What needs to be done:
Reproduce every line of the data below word for word, with nothing changed or left out.

[Stored entries]
::::
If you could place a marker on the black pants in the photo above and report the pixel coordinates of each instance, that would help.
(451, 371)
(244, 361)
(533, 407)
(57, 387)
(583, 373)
::::
Exercise result:
If you could place a marker on the black pants in the photo above and report the pixel coordinates of each instance, that would help.
(451, 371)
(244, 361)
(533, 407)
(57, 387)
(583, 373)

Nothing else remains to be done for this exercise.